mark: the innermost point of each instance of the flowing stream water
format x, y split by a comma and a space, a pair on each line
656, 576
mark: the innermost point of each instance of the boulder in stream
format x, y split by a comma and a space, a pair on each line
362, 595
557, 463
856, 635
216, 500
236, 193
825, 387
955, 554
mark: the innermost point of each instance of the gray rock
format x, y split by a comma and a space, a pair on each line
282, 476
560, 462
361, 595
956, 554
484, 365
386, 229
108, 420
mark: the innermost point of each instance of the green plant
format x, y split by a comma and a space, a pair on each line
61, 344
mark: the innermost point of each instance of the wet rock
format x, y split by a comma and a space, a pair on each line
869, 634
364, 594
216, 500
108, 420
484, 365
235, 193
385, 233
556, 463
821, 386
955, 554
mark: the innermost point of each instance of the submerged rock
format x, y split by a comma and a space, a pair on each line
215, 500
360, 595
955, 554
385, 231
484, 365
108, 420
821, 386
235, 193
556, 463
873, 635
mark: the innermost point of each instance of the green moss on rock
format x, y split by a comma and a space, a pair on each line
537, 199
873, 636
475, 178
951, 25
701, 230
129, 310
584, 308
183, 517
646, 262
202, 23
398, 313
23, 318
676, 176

○ ○ ○ ○ ○ ○ ○

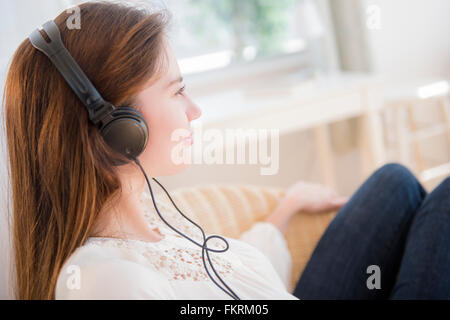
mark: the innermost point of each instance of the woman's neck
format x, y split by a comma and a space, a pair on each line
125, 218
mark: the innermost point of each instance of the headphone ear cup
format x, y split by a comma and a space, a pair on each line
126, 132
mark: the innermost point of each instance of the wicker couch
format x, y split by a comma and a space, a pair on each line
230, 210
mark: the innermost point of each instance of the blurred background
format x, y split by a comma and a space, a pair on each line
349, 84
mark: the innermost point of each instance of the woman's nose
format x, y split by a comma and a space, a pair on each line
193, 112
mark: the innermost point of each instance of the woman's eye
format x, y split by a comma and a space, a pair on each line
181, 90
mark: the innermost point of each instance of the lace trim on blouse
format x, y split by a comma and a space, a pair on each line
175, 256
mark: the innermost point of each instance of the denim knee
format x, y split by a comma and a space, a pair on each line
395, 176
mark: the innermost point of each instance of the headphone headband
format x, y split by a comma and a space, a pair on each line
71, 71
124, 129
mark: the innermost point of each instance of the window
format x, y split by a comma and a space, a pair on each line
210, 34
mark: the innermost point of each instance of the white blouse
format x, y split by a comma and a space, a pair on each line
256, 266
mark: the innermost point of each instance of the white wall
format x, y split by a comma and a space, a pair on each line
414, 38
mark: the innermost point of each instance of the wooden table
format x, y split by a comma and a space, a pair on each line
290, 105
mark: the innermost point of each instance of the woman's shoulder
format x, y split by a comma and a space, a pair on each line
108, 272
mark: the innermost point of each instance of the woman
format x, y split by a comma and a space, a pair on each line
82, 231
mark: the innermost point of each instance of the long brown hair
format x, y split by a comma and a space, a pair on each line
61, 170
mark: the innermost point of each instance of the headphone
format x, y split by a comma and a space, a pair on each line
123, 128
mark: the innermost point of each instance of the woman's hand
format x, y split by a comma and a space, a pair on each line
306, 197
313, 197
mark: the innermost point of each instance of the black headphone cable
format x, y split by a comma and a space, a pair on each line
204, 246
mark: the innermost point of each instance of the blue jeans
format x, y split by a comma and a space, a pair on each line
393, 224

○ ○ ○ ○ ○ ○ ○

- _Task_:
How many lines of the listing above contain the string "headphone"? Give only the number.

- _Solution for this task_:
4